— Data for the task —

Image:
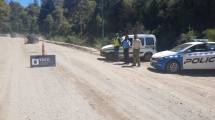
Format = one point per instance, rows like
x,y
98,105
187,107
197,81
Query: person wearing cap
x,y
136,50
126,45
116,43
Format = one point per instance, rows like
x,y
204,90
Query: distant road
x,y
83,87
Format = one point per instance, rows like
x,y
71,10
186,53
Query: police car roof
x,y
196,43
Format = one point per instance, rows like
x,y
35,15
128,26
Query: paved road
x,y
85,87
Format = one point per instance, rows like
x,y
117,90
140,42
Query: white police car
x,y
192,55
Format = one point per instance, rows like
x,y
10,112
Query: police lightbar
x,y
200,40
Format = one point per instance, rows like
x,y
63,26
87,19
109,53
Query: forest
x,y
93,22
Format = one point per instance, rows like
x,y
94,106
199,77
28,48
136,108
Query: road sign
x,y
43,61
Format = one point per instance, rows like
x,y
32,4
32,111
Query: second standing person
x,y
136,50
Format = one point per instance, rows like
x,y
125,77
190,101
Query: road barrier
x,y
42,61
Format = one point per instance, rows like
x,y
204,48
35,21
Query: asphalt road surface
x,y
83,86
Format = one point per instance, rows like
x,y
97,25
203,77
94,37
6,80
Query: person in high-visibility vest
x,y
126,45
116,43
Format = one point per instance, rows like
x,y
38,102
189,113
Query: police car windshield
x,y
180,47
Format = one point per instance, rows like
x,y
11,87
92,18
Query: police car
x,y
191,55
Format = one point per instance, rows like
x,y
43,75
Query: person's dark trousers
x,y
126,55
116,52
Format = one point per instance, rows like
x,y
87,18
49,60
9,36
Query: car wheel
x,y
172,67
147,57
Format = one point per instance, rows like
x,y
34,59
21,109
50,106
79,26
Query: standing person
x,y
136,50
116,43
126,45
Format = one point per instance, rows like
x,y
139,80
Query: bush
x,y
210,34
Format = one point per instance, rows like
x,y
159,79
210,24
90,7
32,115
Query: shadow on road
x,y
193,73
105,60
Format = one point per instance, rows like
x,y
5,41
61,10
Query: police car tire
x,y
172,64
147,56
110,56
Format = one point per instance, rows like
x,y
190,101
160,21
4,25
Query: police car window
x,y
199,48
180,47
150,41
211,47
142,40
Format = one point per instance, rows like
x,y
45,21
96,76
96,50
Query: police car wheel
x,y
172,67
147,57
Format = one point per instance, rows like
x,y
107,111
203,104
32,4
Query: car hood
x,y
164,54
108,47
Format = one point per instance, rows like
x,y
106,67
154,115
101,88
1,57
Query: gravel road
x,y
84,86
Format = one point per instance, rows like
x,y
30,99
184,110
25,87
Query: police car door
x,y
197,57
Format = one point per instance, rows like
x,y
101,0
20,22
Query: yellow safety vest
x,y
116,42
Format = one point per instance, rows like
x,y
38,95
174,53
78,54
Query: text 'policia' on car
x,y
191,55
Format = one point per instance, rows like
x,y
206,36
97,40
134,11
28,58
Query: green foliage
x,y
169,20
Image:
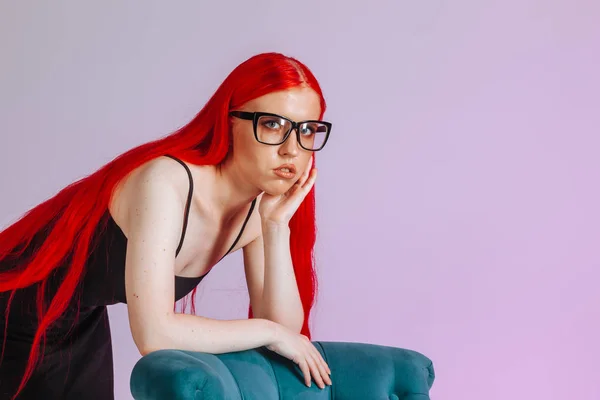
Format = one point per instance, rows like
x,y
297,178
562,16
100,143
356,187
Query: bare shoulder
x,y
153,181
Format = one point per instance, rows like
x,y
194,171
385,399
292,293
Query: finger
x,y
323,367
305,174
316,373
305,371
310,181
323,375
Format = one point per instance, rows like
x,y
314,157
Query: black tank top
x,y
104,279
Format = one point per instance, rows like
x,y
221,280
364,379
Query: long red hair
x,y
74,213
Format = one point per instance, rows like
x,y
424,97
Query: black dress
x,y
78,360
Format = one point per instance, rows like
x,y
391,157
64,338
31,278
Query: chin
x,y
277,187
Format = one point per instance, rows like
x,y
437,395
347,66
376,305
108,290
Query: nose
x,y
291,145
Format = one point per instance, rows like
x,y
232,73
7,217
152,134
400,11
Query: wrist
x,y
274,227
272,331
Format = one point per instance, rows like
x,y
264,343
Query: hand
x,y
301,351
280,209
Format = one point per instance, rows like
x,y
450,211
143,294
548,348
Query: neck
x,y
232,192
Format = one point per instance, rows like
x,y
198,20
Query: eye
x,y
272,124
307,130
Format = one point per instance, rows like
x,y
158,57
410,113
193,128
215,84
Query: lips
x,y
286,171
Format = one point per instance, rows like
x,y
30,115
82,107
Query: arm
x,y
154,222
271,279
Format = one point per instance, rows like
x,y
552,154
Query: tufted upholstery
x,y
359,371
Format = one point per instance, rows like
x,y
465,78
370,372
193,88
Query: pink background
x,y
458,196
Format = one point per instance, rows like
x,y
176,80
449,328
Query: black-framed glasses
x,y
273,129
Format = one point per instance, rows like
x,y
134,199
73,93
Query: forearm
x,y
196,333
281,298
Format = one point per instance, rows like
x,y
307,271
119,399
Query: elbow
x,y
150,339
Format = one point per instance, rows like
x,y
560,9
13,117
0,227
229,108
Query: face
x,y
258,163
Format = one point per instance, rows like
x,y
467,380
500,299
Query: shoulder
x,y
161,179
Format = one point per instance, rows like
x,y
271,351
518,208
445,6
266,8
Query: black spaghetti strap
x,y
241,230
188,202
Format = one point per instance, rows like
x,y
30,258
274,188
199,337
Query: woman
x,y
146,228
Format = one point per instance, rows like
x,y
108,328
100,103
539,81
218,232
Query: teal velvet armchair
x,y
359,371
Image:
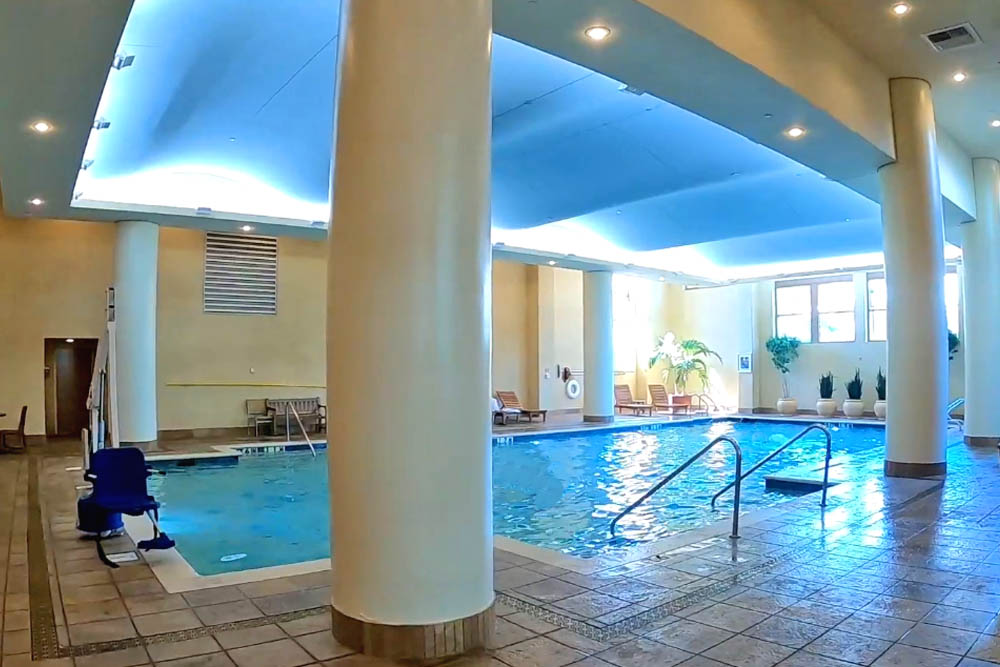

— Given request —
Collect every line in the listing above that contains the string "person". Matches are case-sensitive.

— Answer to the task —
Query: person wearing cap
Query: second standing person
Query: person in high-visibility vest
Query: person's dark trousers
Query: standing person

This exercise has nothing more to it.